Available data:
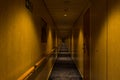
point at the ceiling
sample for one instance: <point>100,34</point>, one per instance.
<point>65,13</point>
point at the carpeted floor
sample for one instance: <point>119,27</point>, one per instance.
<point>64,67</point>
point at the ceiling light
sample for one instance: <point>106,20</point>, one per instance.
<point>65,15</point>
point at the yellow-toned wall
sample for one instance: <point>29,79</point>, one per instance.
<point>20,42</point>
<point>113,40</point>
<point>77,44</point>
<point>98,45</point>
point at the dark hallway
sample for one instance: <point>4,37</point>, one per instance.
<point>64,67</point>
<point>32,33</point>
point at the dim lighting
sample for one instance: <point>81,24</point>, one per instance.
<point>65,15</point>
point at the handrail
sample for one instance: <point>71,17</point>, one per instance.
<point>33,68</point>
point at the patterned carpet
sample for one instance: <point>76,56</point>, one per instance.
<point>64,67</point>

Activity: Where a line of the material above holds the string "ceiling", copy that line.

Finished task:
point at the ceiling
point at the ceiling light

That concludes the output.